◆ **Work required**: Convert the data from the line with "Please trace the outline of every instance of the blank" to the line with "22 L 68 179", both included, into a Markdown table with the columns No. and Text, one row per line and blank lines omitted.
— START OF Stored data —
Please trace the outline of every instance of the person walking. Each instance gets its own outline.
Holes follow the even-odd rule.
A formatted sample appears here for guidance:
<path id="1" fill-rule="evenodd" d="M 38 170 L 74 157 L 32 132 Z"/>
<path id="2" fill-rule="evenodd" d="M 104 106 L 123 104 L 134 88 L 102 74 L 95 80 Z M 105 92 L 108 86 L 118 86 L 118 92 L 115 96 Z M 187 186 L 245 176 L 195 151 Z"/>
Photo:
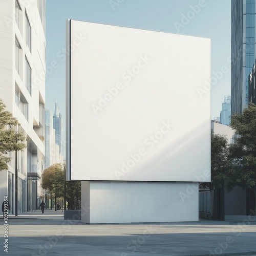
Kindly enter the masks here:
<path id="1" fill-rule="evenodd" d="M 42 201 L 40 206 L 41 206 L 41 210 L 42 210 L 42 214 L 44 214 L 45 207 L 46 207 L 46 203 L 44 201 Z"/>

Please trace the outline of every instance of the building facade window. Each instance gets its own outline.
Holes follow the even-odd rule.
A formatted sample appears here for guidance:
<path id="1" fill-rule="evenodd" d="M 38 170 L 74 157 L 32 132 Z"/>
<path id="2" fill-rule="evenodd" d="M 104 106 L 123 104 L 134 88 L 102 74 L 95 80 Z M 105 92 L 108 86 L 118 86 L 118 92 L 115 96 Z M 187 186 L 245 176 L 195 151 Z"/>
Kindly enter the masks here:
<path id="1" fill-rule="evenodd" d="M 26 44 L 30 52 L 31 51 L 31 26 L 28 18 L 27 13 L 26 16 Z"/>
<path id="2" fill-rule="evenodd" d="M 17 25 L 19 28 L 20 25 L 19 24 L 20 23 L 20 12 L 22 11 L 22 9 L 20 8 L 20 6 L 18 3 L 17 0 L 15 1 L 15 20 Z"/>
<path id="3" fill-rule="evenodd" d="M 31 68 L 26 58 L 26 87 L 31 95 Z"/>
<path id="4" fill-rule="evenodd" d="M 17 86 L 16 87 L 17 87 Z M 19 106 L 19 90 L 16 88 L 15 88 L 15 103 L 18 106 Z"/>
<path id="5" fill-rule="evenodd" d="M 23 114 L 23 115 L 25 117 L 25 118 L 28 120 L 28 103 L 26 102 L 24 100 L 23 100 L 21 98 L 19 98 L 19 109 L 20 111 Z"/>

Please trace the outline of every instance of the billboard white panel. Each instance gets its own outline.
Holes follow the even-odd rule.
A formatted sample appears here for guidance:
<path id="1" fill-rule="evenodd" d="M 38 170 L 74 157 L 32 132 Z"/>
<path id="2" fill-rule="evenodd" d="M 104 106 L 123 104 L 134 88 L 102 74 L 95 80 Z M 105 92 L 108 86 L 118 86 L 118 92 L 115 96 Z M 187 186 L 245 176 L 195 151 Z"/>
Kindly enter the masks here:
<path id="1" fill-rule="evenodd" d="M 69 179 L 209 181 L 210 40 L 67 23 Z"/>

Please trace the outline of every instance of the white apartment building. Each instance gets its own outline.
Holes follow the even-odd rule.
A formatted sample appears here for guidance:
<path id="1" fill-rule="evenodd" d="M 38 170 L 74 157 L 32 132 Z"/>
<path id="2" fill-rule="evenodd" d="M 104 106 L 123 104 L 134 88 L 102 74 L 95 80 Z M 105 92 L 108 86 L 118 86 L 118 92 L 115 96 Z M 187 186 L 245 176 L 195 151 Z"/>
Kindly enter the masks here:
<path id="1" fill-rule="evenodd" d="M 8 195 L 14 214 L 34 210 L 44 196 L 46 37 L 45 0 L 0 0 L 0 98 L 29 138 L 27 148 L 10 154 L 9 170 L 0 172 L 0 201 Z"/>

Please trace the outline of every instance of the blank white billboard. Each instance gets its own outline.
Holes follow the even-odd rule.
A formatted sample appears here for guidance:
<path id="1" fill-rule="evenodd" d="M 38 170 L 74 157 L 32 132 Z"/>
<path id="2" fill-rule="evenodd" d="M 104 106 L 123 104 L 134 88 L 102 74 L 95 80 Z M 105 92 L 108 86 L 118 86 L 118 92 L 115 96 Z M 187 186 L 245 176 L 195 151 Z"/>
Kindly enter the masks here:
<path id="1" fill-rule="evenodd" d="M 67 22 L 68 179 L 210 181 L 210 40 Z"/>

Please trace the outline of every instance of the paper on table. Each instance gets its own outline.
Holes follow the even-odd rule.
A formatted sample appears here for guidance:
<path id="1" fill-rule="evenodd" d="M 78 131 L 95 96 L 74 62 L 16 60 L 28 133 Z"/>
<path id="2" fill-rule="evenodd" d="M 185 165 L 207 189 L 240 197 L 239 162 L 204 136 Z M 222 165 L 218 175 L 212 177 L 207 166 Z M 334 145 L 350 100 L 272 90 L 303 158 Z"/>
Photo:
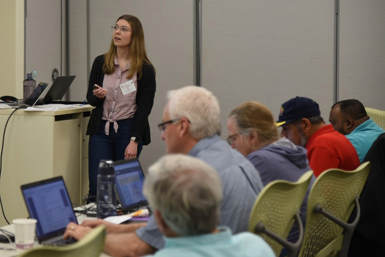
— END OF Stored data —
◆ **Exercise answer**:
| No. | Text |
|---|---|
| 1 | Please trace the outline of every instance of the blank white billboard. Each instance gets its own outline. |
| 2 | Holes follow the even-odd rule. |
| 3 | A formatted sample appears here for guidance: |
| 4 | <path id="1" fill-rule="evenodd" d="M 38 170 L 74 157 L 32 132 Z"/> |
| 5 | <path id="2" fill-rule="evenodd" d="M 104 106 L 123 104 L 134 88 L 102 74 L 95 80 Z M 105 92 L 108 86 L 118 86 L 118 92 L 115 96 Z M 187 186 L 245 176 L 195 151 Z"/> |
| 6 | Kindly enter the masks here: |
| 7 | <path id="1" fill-rule="evenodd" d="M 67 22 L 68 179 L 210 181 L 210 40 Z"/> |